[Stored dataset items]

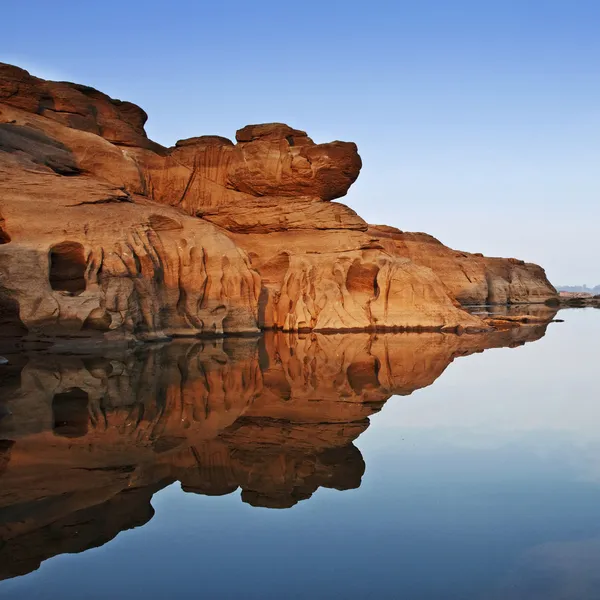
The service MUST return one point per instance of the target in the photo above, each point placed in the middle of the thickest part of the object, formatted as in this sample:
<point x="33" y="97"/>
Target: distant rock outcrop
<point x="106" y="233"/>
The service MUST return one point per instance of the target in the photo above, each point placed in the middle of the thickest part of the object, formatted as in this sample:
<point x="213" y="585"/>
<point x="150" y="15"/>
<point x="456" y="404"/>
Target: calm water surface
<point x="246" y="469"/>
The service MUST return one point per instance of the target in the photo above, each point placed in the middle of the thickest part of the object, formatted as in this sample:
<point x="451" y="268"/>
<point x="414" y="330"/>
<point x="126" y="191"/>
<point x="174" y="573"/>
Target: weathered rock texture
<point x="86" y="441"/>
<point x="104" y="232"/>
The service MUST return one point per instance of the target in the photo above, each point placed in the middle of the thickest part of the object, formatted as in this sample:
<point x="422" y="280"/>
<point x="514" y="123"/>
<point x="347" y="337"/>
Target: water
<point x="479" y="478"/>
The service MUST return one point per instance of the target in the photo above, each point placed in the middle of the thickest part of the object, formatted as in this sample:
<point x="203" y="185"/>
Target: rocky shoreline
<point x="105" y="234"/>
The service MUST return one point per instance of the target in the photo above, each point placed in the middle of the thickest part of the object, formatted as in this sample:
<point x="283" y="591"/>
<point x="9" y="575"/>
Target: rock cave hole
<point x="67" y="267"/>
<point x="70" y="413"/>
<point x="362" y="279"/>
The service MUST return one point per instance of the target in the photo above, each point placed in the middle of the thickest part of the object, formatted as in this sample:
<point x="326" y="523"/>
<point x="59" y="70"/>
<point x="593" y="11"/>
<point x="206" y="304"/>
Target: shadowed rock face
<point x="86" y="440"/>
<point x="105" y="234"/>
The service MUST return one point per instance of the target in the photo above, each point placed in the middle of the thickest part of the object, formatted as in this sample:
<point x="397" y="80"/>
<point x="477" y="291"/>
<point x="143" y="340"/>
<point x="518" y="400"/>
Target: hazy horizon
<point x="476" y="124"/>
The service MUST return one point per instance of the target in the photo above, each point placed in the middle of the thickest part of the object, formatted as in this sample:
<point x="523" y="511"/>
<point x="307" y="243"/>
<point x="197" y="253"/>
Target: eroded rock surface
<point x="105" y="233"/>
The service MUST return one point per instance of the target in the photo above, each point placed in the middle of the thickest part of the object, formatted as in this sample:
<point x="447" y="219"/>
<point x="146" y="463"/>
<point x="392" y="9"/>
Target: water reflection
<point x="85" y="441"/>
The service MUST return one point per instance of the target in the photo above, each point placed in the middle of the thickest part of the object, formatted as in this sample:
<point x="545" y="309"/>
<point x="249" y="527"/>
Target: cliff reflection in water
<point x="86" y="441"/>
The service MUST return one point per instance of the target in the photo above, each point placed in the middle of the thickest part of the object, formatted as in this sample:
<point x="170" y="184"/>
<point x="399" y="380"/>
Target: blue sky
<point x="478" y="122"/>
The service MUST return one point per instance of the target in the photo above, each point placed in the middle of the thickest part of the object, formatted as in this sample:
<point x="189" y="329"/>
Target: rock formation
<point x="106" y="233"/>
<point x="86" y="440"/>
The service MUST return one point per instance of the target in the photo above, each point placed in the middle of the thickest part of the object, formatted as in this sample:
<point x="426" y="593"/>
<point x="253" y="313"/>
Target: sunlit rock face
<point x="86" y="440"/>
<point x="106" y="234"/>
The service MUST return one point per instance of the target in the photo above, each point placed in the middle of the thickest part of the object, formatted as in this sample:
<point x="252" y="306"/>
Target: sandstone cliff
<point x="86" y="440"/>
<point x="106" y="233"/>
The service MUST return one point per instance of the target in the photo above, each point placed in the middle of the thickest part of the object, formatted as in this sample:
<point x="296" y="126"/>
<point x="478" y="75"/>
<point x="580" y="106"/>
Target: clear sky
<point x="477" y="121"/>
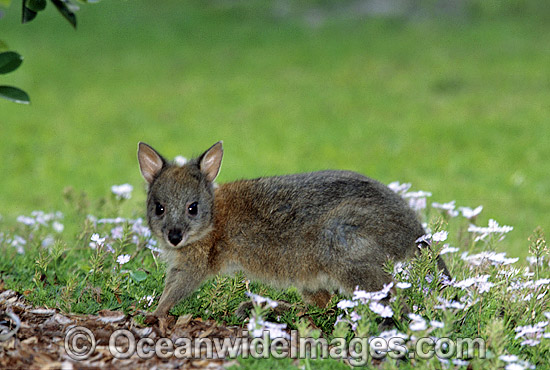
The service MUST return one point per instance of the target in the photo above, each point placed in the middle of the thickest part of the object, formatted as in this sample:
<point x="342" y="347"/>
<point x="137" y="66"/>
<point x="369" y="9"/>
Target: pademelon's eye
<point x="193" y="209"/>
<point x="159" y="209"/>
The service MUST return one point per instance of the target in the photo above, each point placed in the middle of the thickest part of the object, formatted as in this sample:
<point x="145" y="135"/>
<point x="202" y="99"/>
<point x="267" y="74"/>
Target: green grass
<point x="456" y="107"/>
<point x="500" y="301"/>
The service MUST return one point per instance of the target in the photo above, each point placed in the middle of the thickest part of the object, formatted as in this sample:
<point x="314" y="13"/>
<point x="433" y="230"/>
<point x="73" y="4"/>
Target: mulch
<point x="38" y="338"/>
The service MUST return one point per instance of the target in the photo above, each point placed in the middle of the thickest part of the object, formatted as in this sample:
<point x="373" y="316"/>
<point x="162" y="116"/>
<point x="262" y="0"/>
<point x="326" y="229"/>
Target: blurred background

** Task to complete **
Repeat each entry exactly. Pictures do not belong in the copy.

** Output for this exercise **
The service MUST return one point per instance of the target in the photo above, each point placed in the middle of the thickest part of the object, formatted as in this sample:
<point x="33" y="97"/>
Target: distant rock outcrop
<point x="106" y="233"/>
The service MUST return one point per instance of the target in the photo above, each point placed in the middle of the thickest part of the object, formatted as in this sample:
<point x="213" y="585"/>
<point x="150" y="15"/>
<point x="456" y="404"/>
Target: calm water surface
<point x="246" y="469"/>
The service MUST return one point per instance of the target in the photo above, each point placed in the middle of the thickest part of the object, formatted as in this sample:
<point x="451" y="268"/>
<point x="414" y="330"/>
<point x="126" y="191"/>
<point x="174" y="573"/>
Target: weathered rock texture
<point x="86" y="441"/>
<point x="104" y="232"/>
The service MUST return one point per instance of the target in the photo above, each point placed in the middle of the thickest part of the object, formatted as in this sample:
<point x="422" y="280"/>
<point x="514" y="123"/>
<point x="347" y="337"/>
Target: water
<point x="479" y="478"/>
The service MUST return one point per instance of the target in the photo above, each point placed in the middle of the thickest part of the object, formatted as in this sample:
<point x="203" y="185"/>
Target: rocky shoreline
<point x="105" y="234"/>
The service MUST return one point per instance of the target in the photo above, each point placed in the middle of the thickest part of the object, formatted as in this sample:
<point x="283" y="591"/>
<point x="9" y="575"/>
Target: rock cave hole
<point x="67" y="267"/>
<point x="70" y="413"/>
<point x="362" y="279"/>
The service MUST return one point per instance of the target in the photo above, each point placed in the middle of the thickest part of the object, formatted as in this sample:
<point x="326" y="523"/>
<point x="59" y="70"/>
<point x="593" y="11"/>
<point x="206" y="304"/>
Target: shadowed rock face
<point x="86" y="440"/>
<point x="105" y="234"/>
The service MUST return one point per instance of the target in the photo above, each point placed in the middle of the thickest part of the object, formatted as in this sample:
<point x="397" y="80"/>
<point x="477" y="291"/>
<point x="143" y="340"/>
<point x="518" y="400"/>
Target: hazy horizon
<point x="476" y="124"/>
The service MUST return one point per instance of the target in the photo above, each point placed in the middle of the thickest part of the object, formatted as in this sample:
<point x="523" y="511"/>
<point x="307" y="243"/>
<point x="197" y="253"/>
Target: eroded rock surface
<point x="105" y="233"/>
The service MUST return one point per instance of the target in the photo above, each point placed in the middle of the thickest part of the object, formatted as in this sample:
<point x="447" y="219"/>
<point x="146" y="463"/>
<point x="392" y="9"/>
Target: water reflection
<point x="85" y="441"/>
The service MUST return one point per instance of the target in the photo above, each point placed in the middle of the thickest part of the object, formatted as in this sample:
<point x="545" y="309"/>
<point x="249" y="527"/>
Target: cliff reflection in water
<point x="86" y="441"/>
The service MUST return one point per instance of the target in the photo above, each point placed in the middle of the thickest part of the object, formatted as in this sample:
<point x="170" y="184"/>
<point x="399" y="380"/>
Target: blue sky
<point x="478" y="122"/>
The service MUST return one point per instance of the target in the photo above, each point placed in the middle of the thickest part of the object, formatted as in this sample:
<point x="189" y="329"/>
Target: rock formation
<point x="106" y="233"/>
<point x="86" y="440"/>
The service MUST return one point per instance of the target in the photo above, each point placed in the middle of the thickest part of the object, formatted as in this sample:
<point x="426" y="593"/>
<point x="253" y="313"/>
Target: sunlit rock face
<point x="86" y="440"/>
<point x="106" y="234"/>
The service MUST return one point per instance of the target in the photo above, each point placed in the middle of the thickest part of the object, formatted as in this sample:
<point x="252" y="306"/>
Target: sandstone cliff
<point x="86" y="440"/>
<point x="106" y="233"/>
The service MUST return one point per instance of the target in the photo above, each point placed in the middle of the thickest part of the object, formatted as in this sample:
<point x="296" y="126"/>
<point x="478" y="75"/>
<point x="580" y="106"/>
Target: clear sky
<point x="477" y="121"/>
The service MUST return one point per instance of the target in the photo above, each point placed in the middle of the thickest part of the object, formatted as in this sample:
<point x="342" y="347"/>
<point x="137" y="66"/>
<point x="369" y="9"/>
Target: pademelon's eye
<point x="193" y="209"/>
<point x="159" y="209"/>
The service MUST return one point per instance of the target in the photo above, each point placed in the middle of the thickest part of the object, formatted as in this sample:
<point x="145" y="135"/>
<point x="202" y="99"/>
<point x="267" y="74"/>
Target: green grass
<point x="456" y="107"/>
<point x="500" y="301"/>
The service MUST return one point per instance of the target in the photo above, each point placed in the middle of the thickest part of the object, formatted as in this sample:
<point x="314" y="13"/>
<point x="433" y="230"/>
<point x="73" y="4"/>
Target: mulch
<point x="38" y="338"/>
The service MUST return one point per instance of the target in the photo above, each point placed in the middle of the thickest part of the object, formatted as in this sample:
<point x="373" y="316"/>
<point x="162" y="116"/>
<point x="262" y="0"/>
<point x="326" y="229"/>
Target: blurred background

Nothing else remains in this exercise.